▶ [Task directions]: Report each line of the listing below that contains the word "noseband".

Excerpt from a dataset
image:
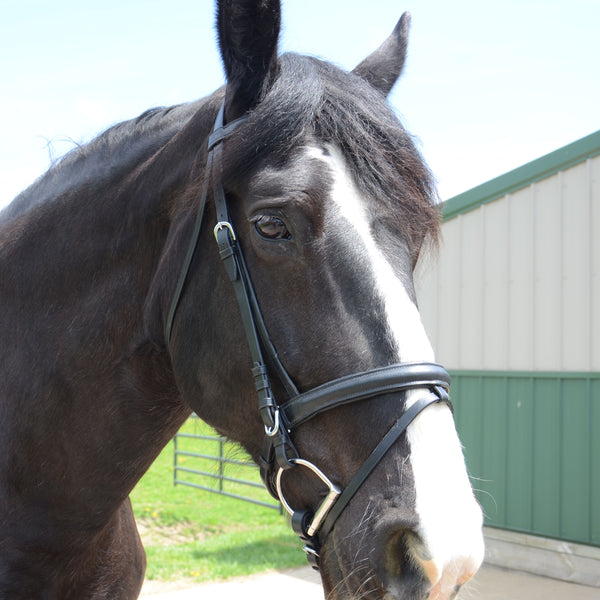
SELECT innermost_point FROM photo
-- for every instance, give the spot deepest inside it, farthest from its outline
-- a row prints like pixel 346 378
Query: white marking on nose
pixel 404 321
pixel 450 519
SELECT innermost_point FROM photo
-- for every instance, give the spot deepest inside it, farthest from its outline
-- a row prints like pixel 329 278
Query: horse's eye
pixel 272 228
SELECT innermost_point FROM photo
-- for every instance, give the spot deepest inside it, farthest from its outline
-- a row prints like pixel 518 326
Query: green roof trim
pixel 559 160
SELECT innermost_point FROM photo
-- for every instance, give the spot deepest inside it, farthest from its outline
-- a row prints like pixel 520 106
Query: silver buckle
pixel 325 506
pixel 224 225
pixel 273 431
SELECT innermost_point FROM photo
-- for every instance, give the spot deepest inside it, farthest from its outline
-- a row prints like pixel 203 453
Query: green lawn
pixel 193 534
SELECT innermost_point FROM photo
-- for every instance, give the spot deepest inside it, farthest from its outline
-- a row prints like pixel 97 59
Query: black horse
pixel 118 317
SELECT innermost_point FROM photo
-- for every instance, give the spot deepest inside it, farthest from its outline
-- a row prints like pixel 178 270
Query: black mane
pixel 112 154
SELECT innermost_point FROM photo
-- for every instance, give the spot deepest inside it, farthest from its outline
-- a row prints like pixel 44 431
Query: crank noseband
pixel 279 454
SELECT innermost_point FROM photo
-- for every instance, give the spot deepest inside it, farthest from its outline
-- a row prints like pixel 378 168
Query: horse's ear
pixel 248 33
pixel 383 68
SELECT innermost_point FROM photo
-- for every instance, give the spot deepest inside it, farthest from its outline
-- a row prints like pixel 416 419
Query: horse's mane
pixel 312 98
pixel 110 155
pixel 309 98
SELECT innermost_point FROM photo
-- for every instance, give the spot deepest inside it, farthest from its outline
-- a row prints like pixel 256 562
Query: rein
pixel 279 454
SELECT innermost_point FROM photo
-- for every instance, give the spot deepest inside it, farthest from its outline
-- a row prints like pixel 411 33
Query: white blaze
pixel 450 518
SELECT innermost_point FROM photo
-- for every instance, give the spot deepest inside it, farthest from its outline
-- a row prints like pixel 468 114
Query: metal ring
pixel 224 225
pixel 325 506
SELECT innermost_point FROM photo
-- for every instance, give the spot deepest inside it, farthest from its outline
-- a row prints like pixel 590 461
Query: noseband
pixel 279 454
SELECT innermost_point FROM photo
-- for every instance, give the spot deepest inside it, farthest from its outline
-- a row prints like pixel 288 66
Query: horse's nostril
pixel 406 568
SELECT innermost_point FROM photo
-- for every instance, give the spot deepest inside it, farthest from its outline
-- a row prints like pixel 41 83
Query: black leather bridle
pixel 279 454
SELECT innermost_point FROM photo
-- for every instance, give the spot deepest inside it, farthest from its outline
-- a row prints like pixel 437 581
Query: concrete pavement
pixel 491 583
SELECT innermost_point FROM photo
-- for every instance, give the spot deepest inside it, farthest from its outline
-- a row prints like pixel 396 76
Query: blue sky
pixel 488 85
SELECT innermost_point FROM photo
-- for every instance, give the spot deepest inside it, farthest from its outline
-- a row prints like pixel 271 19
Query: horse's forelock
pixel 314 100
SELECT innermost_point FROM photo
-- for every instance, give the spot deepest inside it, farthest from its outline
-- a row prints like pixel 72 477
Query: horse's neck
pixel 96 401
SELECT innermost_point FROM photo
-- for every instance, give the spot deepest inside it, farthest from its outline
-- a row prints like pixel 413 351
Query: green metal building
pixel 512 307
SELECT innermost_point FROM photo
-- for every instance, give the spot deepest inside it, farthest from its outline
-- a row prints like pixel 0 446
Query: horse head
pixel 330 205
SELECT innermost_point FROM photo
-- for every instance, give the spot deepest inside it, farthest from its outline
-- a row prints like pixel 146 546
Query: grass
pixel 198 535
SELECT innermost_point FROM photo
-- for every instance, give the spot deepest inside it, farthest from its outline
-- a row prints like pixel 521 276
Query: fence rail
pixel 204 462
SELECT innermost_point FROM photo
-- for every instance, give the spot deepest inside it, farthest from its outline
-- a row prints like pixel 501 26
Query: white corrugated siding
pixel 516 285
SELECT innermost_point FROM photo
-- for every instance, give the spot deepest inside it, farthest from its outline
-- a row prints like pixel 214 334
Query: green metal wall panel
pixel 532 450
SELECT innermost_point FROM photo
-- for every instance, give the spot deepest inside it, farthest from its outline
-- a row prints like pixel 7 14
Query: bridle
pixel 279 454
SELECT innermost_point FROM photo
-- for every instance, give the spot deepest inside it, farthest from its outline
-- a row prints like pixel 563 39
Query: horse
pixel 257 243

==

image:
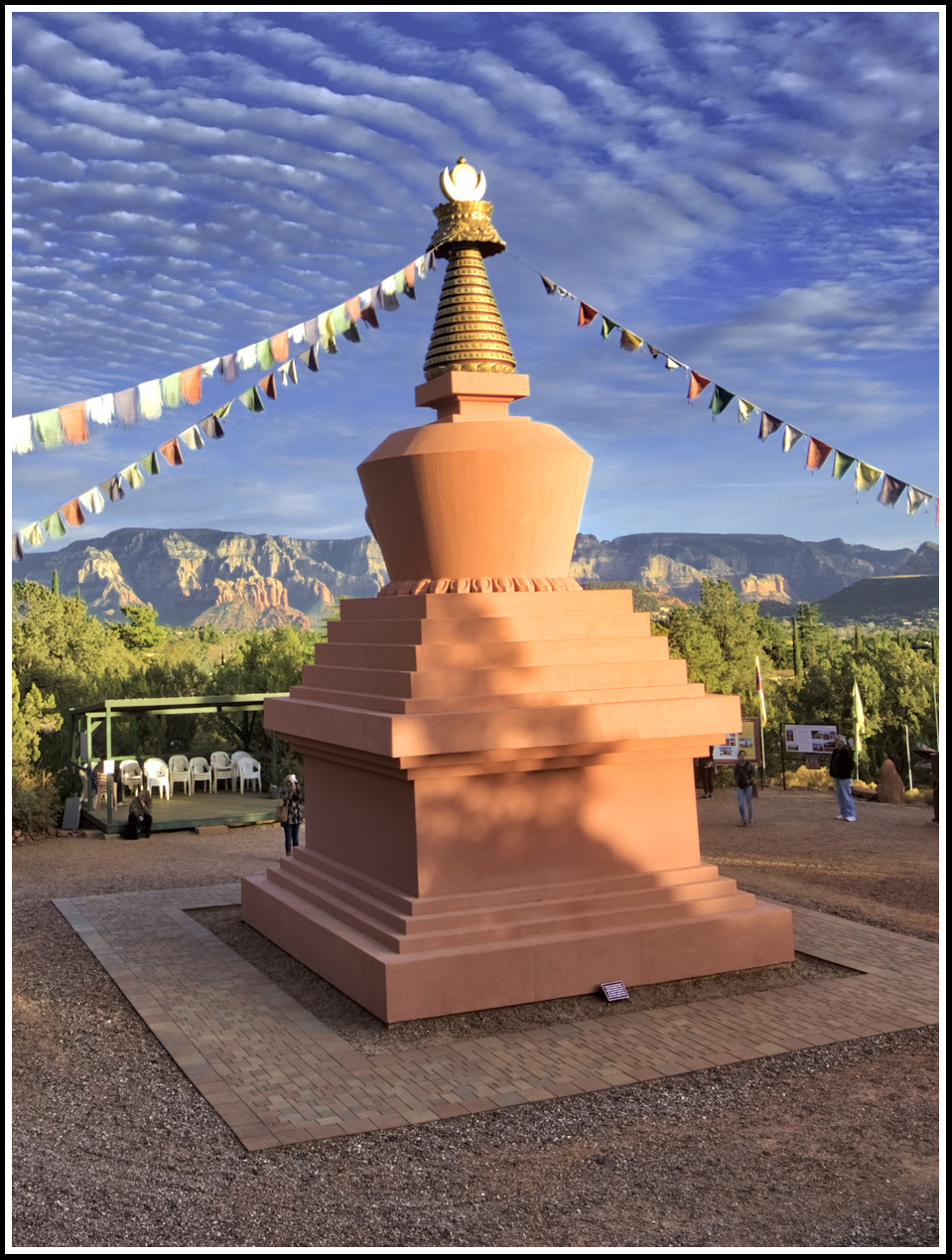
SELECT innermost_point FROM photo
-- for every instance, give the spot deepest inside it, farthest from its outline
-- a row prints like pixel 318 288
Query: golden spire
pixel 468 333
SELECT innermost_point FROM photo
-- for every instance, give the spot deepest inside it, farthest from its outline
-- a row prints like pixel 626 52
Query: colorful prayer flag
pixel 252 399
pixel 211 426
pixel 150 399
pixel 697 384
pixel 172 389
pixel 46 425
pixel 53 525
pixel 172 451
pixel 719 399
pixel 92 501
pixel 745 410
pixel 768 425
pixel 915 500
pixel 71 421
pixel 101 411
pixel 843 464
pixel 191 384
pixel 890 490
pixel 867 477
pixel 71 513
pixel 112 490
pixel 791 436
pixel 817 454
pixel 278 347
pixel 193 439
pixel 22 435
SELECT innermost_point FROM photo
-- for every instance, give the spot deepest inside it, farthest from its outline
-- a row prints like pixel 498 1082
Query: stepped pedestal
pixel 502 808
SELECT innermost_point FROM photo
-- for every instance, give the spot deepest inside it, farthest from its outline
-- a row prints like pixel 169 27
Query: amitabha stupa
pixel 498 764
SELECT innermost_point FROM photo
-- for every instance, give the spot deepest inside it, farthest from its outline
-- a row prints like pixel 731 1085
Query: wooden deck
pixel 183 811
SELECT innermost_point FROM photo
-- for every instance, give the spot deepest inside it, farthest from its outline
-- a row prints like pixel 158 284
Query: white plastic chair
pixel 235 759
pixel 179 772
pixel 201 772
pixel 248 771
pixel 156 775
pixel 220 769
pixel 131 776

▶ [Exercise output]:
Query: crank noseband
Query: noseband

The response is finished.